--- Text excerpt Enclosed Below ---
My mind was dark and many of my attempts were duds—my first awesome thing was broccoflower, the strange mutant hybrid child of nature’s ugliest vegetables—but some posts started finding a nerve. Warm underwear out of the dryer, the smell of bakery air, when cashiers open new checkout lanes at the grocery store, getting called up to the dinner buffet first at a wedding, and playing on old, dangerous playground equipment. (Who else remembers burning hot slides?)
Still, nobody read the blog except for my mom. Although, one day, she forwarded it to my dad and my traffic doubled. And then one day I started getting tens of hits. And then one day I started getting hundreds. And then thousands. And then … millions. It just got bigger and bigger and bigger and bigger and then I got a phone call and the voice on the other end of the line said, “You just won the Best Blog in the world award!”
And I said, “That sounds totally fake.”
But turns out it was real. It was The International Academy of Digital Arts and Sciences and they flew me down to New York City to parade me down a red carpet before handing me the award for “Best Blog” in the world. When I got home to Toronto I found ten literary agents waiting for me in my inbox, eager to turn 1000 Awesome Things into . . . The Book of Awesome.
The Book of Awesome came out in 2010 and landed on the New York Times bestseller list and stayed on international bestseller lists for over two hundred weeks.
Over the next two years a litany of sequels and spin-offs followed: The Book of (Even More) Awesome, The Book of (Holiday) Awesome, The Calendar of Awesome, The Journal of Awesome, The App of Awesome, and on it went.
The book spawned a pre–social media movement of people mailing in photos of themselves with the book in front of famous landmarks and hundreds of elementary and high schools creating plays, projects, and homemade Books of Awesome based on the concept. I was invited to give a TED Talk, got asked to “teach America to be happy” on the Today show, and was flown to Abu Dhabi to speak to the royal family.
It was an overwhelming couple of years. Through it all, I was driving to my nine-to-five job at Walmart every day, going to therapy twice a week, and feeling pretty lonely in my tiny bachelor apartment downtown. I also felt destabilized by the newfound visibility and pressure, so two years after The Book of Awesome came out … I stopped. It was painful but I stopped writing the blog, stopped writing sequels, and finally started realizing how depleted I was inside. I knew something was missing.
After hundreds of bad dates over the next couple years, I met and fell in love with a woman named Leslie, an inner-city elementary school teacher in the Toronto public school board. After a year of dating we moved in together, and then a year after that, I got down on one knee and asked her to marry me. She said yes.
Over the next few years, my writing went to new places. After Leslie told me she was pregnant on the flight home from our honeymoon, I started writing a three-hundred-page love letter to our unborn child about how to live a happy life. That letter became The Happiness Equation: Want Nothing + Do Anything = Have Everything. After struggling with overwhelm and mental disorganization I created a daily journal to help myself called Two-Minute Mornings. After getting addicted to social media and late-night scrolling I started a podcast called 3 Books to help me reprioritize reading in my life. And after years suffering with low confidence, low resilience, and thin skin, even despite my perceived success, I wrote a book called You Are Awesome: How to Navigate Change, Wrestle with Failure, and Live an Intentional Life. I continue, or hope to continue, keep exploring other themes under the big question of how we live our most intentional lives.
--- End of Enclosed Text excerpt ---
--- Extracted material Enclosed Below ---
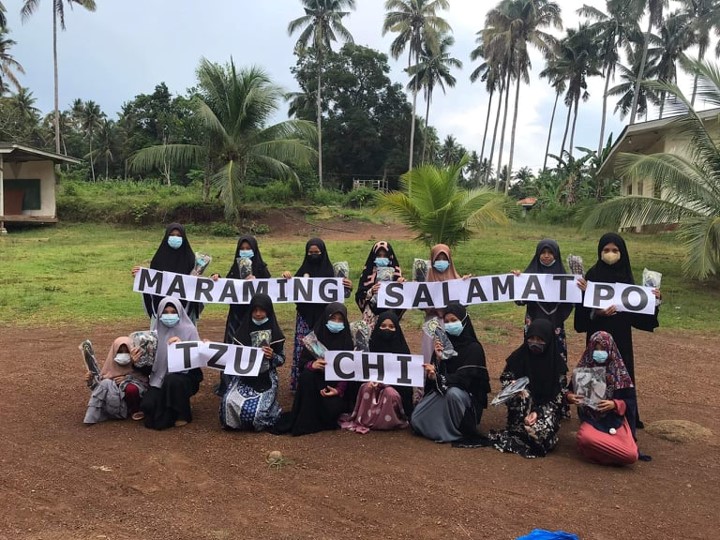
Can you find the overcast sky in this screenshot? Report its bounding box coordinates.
[5,0,712,169]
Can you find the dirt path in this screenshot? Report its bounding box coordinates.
[0,322,720,540]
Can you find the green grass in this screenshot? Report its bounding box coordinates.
[0,223,720,334]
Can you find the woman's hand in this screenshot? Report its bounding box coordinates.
[423,364,437,381]
[312,358,327,371]
[597,399,615,412]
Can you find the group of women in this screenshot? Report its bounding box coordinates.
[85,223,660,464]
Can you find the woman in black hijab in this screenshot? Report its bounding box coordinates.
[132,223,203,329]
[489,319,567,458]
[410,302,490,442]
[340,311,413,433]
[282,238,352,391]
[220,293,285,431]
[275,302,355,435]
[575,233,662,429]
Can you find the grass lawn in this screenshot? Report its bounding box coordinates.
[0,218,720,341]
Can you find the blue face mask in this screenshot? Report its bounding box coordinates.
[168,236,182,249]
[445,321,463,336]
[325,321,345,334]
[160,313,180,328]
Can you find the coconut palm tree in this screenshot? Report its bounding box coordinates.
[130,58,317,218]
[288,0,355,187]
[0,28,25,96]
[408,31,462,163]
[20,0,95,154]
[382,0,452,171]
[378,155,515,246]
[584,61,720,279]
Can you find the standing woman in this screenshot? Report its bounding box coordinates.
[132,223,203,330]
[282,238,352,391]
[575,233,662,429]
[489,319,567,458]
[220,293,285,431]
[410,302,490,442]
[140,297,203,429]
[513,238,573,365]
[276,302,355,435]
[340,311,412,433]
[567,332,640,465]
[355,240,405,328]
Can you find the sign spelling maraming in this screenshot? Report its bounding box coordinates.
[133,268,345,304]
[325,351,425,387]
[168,341,264,377]
[378,274,582,309]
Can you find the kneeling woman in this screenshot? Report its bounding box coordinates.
[140,298,203,429]
[340,311,412,433]
[275,302,355,435]
[410,302,490,442]
[220,293,285,431]
[567,331,639,465]
[84,336,149,424]
[489,319,567,458]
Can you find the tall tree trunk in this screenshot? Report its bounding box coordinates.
[495,69,511,191]
[543,92,560,172]
[598,66,610,156]
[480,88,495,165]
[630,16,652,125]
[505,77,521,195]
[484,84,503,184]
[316,60,323,188]
[53,10,60,154]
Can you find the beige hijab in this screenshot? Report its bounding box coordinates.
[100,336,142,379]
[427,244,462,281]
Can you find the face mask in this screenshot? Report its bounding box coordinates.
[602,251,622,266]
[445,321,462,336]
[115,353,131,366]
[160,313,180,328]
[325,321,345,334]
[168,236,182,249]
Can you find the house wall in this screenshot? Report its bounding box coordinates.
[3,161,55,217]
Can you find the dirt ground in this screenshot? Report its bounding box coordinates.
[0,220,720,540]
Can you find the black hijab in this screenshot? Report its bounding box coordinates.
[235,293,285,354]
[370,311,410,354]
[295,238,334,330]
[505,319,567,405]
[585,232,635,284]
[355,240,400,310]
[143,223,197,316]
[313,302,355,351]
[525,238,567,274]
[226,234,270,279]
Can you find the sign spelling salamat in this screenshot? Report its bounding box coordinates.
[378,274,582,309]
[133,268,345,304]
[325,351,425,387]
[168,341,264,377]
[583,281,656,315]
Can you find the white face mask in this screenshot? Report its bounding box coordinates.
[115,353,132,366]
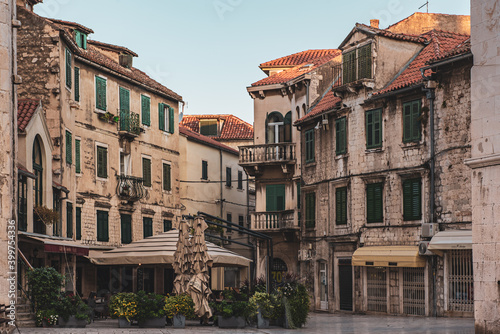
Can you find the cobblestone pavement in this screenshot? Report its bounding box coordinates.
[14,313,474,334]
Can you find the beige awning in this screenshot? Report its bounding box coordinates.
[427,230,472,250]
[89,230,251,267]
[352,246,425,268]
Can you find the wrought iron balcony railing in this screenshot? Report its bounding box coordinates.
[240,143,296,165]
[116,175,147,201]
[118,110,141,136]
[251,210,299,231]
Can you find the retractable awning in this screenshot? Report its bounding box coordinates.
[89,230,251,267]
[427,230,472,250]
[352,246,425,268]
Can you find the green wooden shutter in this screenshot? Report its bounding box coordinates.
[66,48,72,89]
[163,164,172,191]
[75,67,80,102]
[142,158,151,187]
[141,95,151,126]
[158,103,165,131]
[168,107,175,133]
[75,207,82,240]
[75,139,81,173]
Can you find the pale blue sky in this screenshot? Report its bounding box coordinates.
[35,0,470,123]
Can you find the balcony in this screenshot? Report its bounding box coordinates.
[116,175,148,202]
[117,110,141,139]
[251,210,299,232]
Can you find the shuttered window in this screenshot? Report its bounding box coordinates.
[403,178,422,220]
[366,182,384,223]
[97,210,109,241]
[141,95,151,126]
[335,117,347,155]
[403,100,421,143]
[305,129,314,163]
[365,109,382,148]
[163,163,172,191]
[142,217,153,238]
[142,158,151,187]
[75,207,82,240]
[335,187,347,225]
[75,66,80,102]
[97,146,108,178]
[95,76,107,111]
[120,215,132,244]
[66,48,72,89]
[75,139,82,173]
[306,192,316,228]
[66,130,73,165]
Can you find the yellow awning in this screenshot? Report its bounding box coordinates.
[352,246,425,268]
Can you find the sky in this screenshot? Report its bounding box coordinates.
[35,0,470,124]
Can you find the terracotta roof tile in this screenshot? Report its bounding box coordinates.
[180,115,253,140]
[259,49,338,68]
[17,99,40,131]
[252,50,341,86]
[179,125,239,155]
[373,30,469,95]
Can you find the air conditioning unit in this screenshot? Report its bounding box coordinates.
[418,241,435,256]
[421,223,437,238]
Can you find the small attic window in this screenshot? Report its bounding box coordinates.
[75,30,87,50]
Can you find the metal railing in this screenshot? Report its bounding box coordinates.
[240,143,296,164]
[116,175,147,201]
[251,210,299,230]
[118,110,141,136]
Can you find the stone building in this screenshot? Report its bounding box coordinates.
[294,17,473,316]
[17,6,182,296]
[239,50,340,283]
[467,0,500,333]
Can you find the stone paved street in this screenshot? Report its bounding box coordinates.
[15,313,474,334]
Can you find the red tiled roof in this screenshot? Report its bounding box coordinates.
[180,115,253,140]
[373,30,469,95]
[294,90,342,124]
[179,125,239,155]
[259,49,338,68]
[252,50,341,86]
[17,99,40,131]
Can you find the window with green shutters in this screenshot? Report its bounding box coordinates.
[66,48,72,89]
[95,76,107,111]
[66,202,73,238]
[403,178,422,220]
[366,182,384,223]
[142,217,153,238]
[97,146,108,179]
[305,129,314,163]
[365,109,382,148]
[75,66,80,102]
[120,214,132,244]
[75,207,82,240]
[266,184,285,211]
[141,95,151,126]
[142,158,151,187]
[335,187,347,225]
[403,100,421,143]
[305,192,316,228]
[163,163,172,191]
[97,210,109,241]
[75,139,82,174]
[66,130,73,165]
[335,117,347,155]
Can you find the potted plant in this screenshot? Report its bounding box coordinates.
[136,291,166,328]
[164,294,194,328]
[109,292,137,328]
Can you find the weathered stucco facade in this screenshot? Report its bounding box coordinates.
[467,0,500,333]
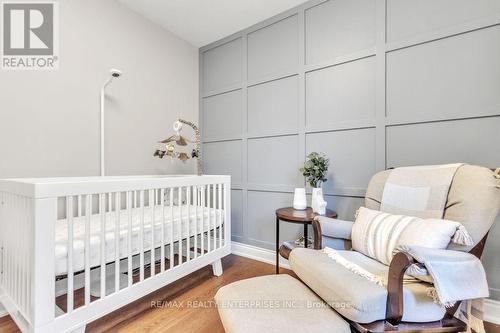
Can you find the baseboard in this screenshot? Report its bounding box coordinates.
[483,298,500,325]
[231,242,290,269]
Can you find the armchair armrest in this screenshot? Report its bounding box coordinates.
[312,216,354,250]
[385,252,415,325]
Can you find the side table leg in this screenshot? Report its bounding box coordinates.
[304,223,308,249]
[276,217,280,274]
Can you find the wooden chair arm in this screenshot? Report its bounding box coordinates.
[312,220,323,250]
[280,242,294,260]
[385,252,415,325]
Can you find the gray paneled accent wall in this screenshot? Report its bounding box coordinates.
[200,0,500,299]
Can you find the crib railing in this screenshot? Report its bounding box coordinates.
[0,176,230,332]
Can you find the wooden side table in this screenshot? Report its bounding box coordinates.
[276,207,337,274]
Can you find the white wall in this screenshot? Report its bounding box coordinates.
[0,0,198,178]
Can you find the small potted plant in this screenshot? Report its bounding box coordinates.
[299,152,330,215]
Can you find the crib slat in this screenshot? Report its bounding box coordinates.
[170,187,174,268]
[148,190,156,277]
[210,184,217,250]
[127,191,133,287]
[200,185,205,255]
[217,184,223,248]
[115,192,122,292]
[66,196,74,313]
[207,184,211,252]
[160,188,165,273]
[139,190,145,282]
[85,194,92,305]
[193,185,199,258]
[177,187,182,265]
[186,186,191,261]
[99,193,106,299]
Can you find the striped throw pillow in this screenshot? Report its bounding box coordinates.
[351,207,473,265]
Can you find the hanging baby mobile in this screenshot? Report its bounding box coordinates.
[154,119,203,175]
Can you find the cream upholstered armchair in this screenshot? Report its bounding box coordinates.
[280,165,500,332]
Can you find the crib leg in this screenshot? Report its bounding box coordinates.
[71,325,87,333]
[212,259,222,276]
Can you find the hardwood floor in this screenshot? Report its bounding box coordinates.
[0,255,500,333]
[0,255,293,333]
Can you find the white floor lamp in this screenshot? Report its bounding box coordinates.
[100,68,123,177]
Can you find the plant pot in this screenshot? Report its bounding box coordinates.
[293,188,307,210]
[311,187,326,215]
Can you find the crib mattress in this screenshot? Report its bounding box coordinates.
[55,205,224,276]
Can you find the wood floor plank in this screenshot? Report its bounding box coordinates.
[0,255,293,333]
[0,255,500,333]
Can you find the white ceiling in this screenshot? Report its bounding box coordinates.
[118,0,307,47]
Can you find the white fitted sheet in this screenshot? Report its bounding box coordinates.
[55,205,224,276]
--- End of Enclosed Extracted material ---
**Exercise tasks**
1) In the Book of Awesome excerpt, where did the writer drive to every day during the overwhelming couple of years?
2) Change the part of the Book of Awesome excerpt that opens with the words containing "It was an overwhelming" and closes with "She said yes.", putting "Costco" in place of "Walmart".
3) Take the Book of Awesome excerpt further from where it stops.

**Task responses**
1) A nine-to-five job at Walmart.

2)
It was an overwhelming couple of years. Through it all, I was driving to my nine-to-five job at Costco every day, going to therapy twice a week, and feeling pretty lonely in my tiny bachelor apartment downtown. I also felt destabilized by the newfound visibility and pressure, so two years after The Book of Awesome came out … I stopped. It was painful but I stopped writing the blog, stopped writing sequels, and finally started realizing how depleted I was inside. I knew something was missing.
After hundreds of bad dates over the next couple years, I met and fell in love with a woman named Leslie, an inner-city elementary school teacher in the Toronto public school board. After a year of dating we moved in together, and then a year after that, I got down on one knee and asked her to marry me. She said yes.

3)
So now, more than ten years after The Book of Awesome, why write another? Why return to that old and tired concept? Is this a desperate cash grab? A response to a viral online campaign? A guy completely out of ideas? No, no, and I hope not.
To be honest, I just . . . needed it. My brain needed awesome things again. Over the past few years, I’ve found myself feeling overwhelmed by a world that seems messed up with algorithm-infused addictions, widening wealth gaps, destabilizing senses of reality, reductions in privacy and freedoms — all against a backdrop of environmental, political, and mental health turmoil. I have felt raw, fried, chewed up, and spit out, and so I have turned to the medicine that works for me. Finding small pleasures. Writing them down. Focusing on gratitude. Soaking into the endless simple joys we’re surrounded by every day.
Sure, yes, I know the research: writing down gratitudes improves our mindset, helping us to be positive. But what truly matters is how we feel. The Book of Awesome was never designed to be a prescriptive tool-kit teaching you how to find gratitudes. Rather, it’s meant to bathe us all in a big awesome pool and maybe offer us an awesome lens so we might sharpen the same seeing skills ourselves.
What makes something awesome? Awesome things might be simple, free, universal, snappy, idiosyncratic, nostalgic, silly, joyous, poignant, or even bittersweet. I have never been writing from a place of mastery — just one of looking and learning as I go.
Over the last twelve years I have met so many of you.
On the blog, in a bookstore, at festivals, at conferences — even just walking down the street. You know who you are. I know who you are. And I really wanted your heart in this book. So I have woven your letters, submissions, comments, and suggestions into this volume so it hopefully climaxes far from where I started to end somewhere in the great beyond.
My goal is to disappear by the end so that this isn’t my book of awesome or a book of awesome but our book of awesome. I hope it serves your home, classroom, community, or, you know, toilet, and I hope it can be a reminder of just how much we have to be grateful for at the end of the day.
And now . . .
A deep pool of awesome awaits us.
So let’s strut confidently onto the pool deck in our Speedos.
Toss our sunglasses and towels on the beach chairs without breaking stride.
Let’s look at each other … let’s smile … let’s nod
And let’s start running and jump in
About the Author
Neil Pasricha thinks, writes, and speaks about intentional living. He is the New York Times bestselling author of five books, including The Book of Awesome and The Happiness Equation, which together have spent over 200 weeks on bestseller lists and have sold over 1,000,000 copies. He hosts the award-winning podcast 3 Books where he’s on a fifteen-year-long quest to uncover the thousand most formative books in the world. He gives over fifty speeches a year, appearing for audiences at TED, SXSW, and Google. He has degrees from Queen’s University and Harvard Business School. He lives in Toronto with his family. Connect with him on Twitter, Instagram, Facebook @neilpasricha. You can visit him at GlobalHappiness.org, Neil.blog, 3books.co, and 1000awesomethings.com.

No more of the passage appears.